-- Passage given --
By analyzing these changes, operators can gain valuable insights into the physical movements or disturbances affecting the cable, enabling real-time detection of tampering or damage. Beyond detecting damage to cables after they have gone offline, fiber sensing can provide insights into underwater activity in the vicinity of submarine cables. This could improve investigations, support attribution of incidents, and increase accountability, thereby enhancing deterrence.

Additionally, fiber sensing can serve as an early warning system for natural hazards. For example, changes in the SOP of a particular submarine cable caused by an underwater earthquake could provide information to early warnings of tsunamis, allowing governments to mitigate harms to populated areas.

While fiber sensing may enhance situational awareness and cable protection, however, its deployment raises important legal considerations. Adding fiber sensing to a cable may reclassify it from a purely telecommunications cable to a measurement device. To enable the widespread use of fiber sensing on cables crossing such jurisdictions, further clarification of UNCLOS provisions will be necessary to ensure continued compliance with international law.

Recommendations:

1. The U.S. Government and industry should continue to invest in research and development (R&D) to advance fiber sensing capabilities and establish clear guidance on the approvals process for, and use of, fiber sensing solutions.
2. The U.S. Government and industry should explore potential information sharing agreements to leverage real-time data regarding imminent natural disasters.

IMPLEMENTING LEGAL & INSTITUTIONAL FRAMEWORKS

Domestic Legal Frameworks

Legal and institutional frameworks play a critical role in reinforcing risk mitigation and deterrence. If designed effectively, they will catalyze security and resilience efforts by promoting awareness of risks, enhancing multi-stakeholder coordination, reducing instances of unintentional disruption, and adequately deterring acts of aggression.

Governments can play a constructive role firstly by enhancing transparency around national security priorities. For example, publishing clear guidance on high-risk countries, prohibited equipment, and entities and countries of concern would help infrastructure operators make informed decisions.

Secondly, by implementing national obligations under 1884 and UNCLOS. Article II of the former states that it’s “a punishable offence to break or injure a submarine cable, willfully or by culpable negligence, in such a manner as might interrupt or obstruct telegraphic communication.”xxxi Article 113 of UNCLOS, meanwhile, requires countries to adopt laws to punish people or ships under its jurisdiction for damaging or breaking submarine cables on the high seas, whether “done willfully or through culpable negligence.”xxxii Yet while on the surface this provides a robust enforcement framework, in reality it is enforced sporadically.

-- Stored records --
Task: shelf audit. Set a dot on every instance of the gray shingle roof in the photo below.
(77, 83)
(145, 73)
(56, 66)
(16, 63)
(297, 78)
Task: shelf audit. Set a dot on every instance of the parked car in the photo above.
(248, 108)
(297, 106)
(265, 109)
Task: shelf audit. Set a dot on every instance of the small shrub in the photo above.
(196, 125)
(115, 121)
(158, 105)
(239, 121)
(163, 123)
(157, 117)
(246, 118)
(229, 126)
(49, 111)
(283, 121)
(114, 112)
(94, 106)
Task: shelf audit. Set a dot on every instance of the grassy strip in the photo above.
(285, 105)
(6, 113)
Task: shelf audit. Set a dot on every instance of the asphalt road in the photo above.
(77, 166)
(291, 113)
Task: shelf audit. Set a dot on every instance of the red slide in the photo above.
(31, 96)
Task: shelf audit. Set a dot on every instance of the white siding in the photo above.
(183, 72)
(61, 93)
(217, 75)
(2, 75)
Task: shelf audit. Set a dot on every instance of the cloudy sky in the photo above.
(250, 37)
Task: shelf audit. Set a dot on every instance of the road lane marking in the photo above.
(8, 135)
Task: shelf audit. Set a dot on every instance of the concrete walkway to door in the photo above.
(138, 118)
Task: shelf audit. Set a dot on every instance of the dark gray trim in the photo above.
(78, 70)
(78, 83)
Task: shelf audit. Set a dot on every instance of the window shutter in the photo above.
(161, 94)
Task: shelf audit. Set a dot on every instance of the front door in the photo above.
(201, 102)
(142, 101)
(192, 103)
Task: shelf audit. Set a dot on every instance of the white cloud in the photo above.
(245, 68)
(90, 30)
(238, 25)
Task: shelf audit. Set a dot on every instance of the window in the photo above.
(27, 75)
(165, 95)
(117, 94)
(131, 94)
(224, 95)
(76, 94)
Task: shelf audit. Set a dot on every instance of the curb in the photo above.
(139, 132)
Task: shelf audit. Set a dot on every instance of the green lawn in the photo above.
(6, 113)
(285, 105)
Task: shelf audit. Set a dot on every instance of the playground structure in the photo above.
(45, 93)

-- Given task --
Write what follows in the passage on submarine cable security and legal frameworks, picking up right after its final sentence.

-- Response --
Thirdly, by enforcing IMO-required use of Automatic Identification Systems (AIS). AIS is required to be fitted on most large ships. Yet according to a recent study, enforcement is poor and “sanctions are not severe enough to act as deterrents.”xxxiii Many vessels deactivate AIS to evade detection while illegally fishing in protected areas or to avoid revealing lucrative fishing areas to competitors.xxxiv

Finally, governments should ensure coordinated use of the territorial seabed. This can be done by mandating educational programs for maritime employees via local marine and fishing authorities, to ensure they are aware of key cable pathways, charting requirements, and measures to avoid accidental disruption.

Where fishing vessels are negligent in applying these measures, penalties should be enforced, even in cases of accidental disruption, to incentivize compliance. Due to the inherently cross border nature of this infrastructure, the U.S. should also promote their implementation by foreign governments.

Recommendations:

1. The U.S. Government should implement national obligations under 1884 and UNCLOS, where applicable.
2. The U.S. Government should ensure IMO-required use of Automatic Identification System (AIS) tracking.
3. The U.S. Government should ensure that charting authorities update nautical charts regularly; ensure implementation of the amended IHO Resolution 4/1967; and mandate educational programs for employees of maritime vessels.
4. The U.S. Government should establish and rigorously enforce penalties for the disruption of cables through negligence and encourage international partners to do the same.

International Collaboration

Effective deterrence necessitates the ability to monitor, intercept, and penalize vessels that may cause disruption within the territorial sea. The cable ecosystem covers such vast territory, however, that it would require an unfeasible number of resources for countries to patrol the high seas individually.

The U.S. Government should work with international partners, leverage existing security mechanisms such as NATO or the Quad, to establish a multilateral mechanism for conducting patrols, focused on high-risk areas. These include regions that are experiencing acute geopolitical instability (e.g. Baltic Sea), have cables that are more physically exposed (e.g. Red Sea), or are key fulcrums for the global ecosystem (e.g. Straits of Malacca).

Supporting these efforts, governments should establish or expand mechanisms for intelligence-sharing with trusted partners to pre-empt potential attacks, adapt patrol activities accordingly, and support the evidentiary body needed to convict saboteurs. While the private sector has proven itself adept at ensuring continuity of service during past outages, only governments can conduct the kind of operational activities needed to deter acts of international negligence or aggression.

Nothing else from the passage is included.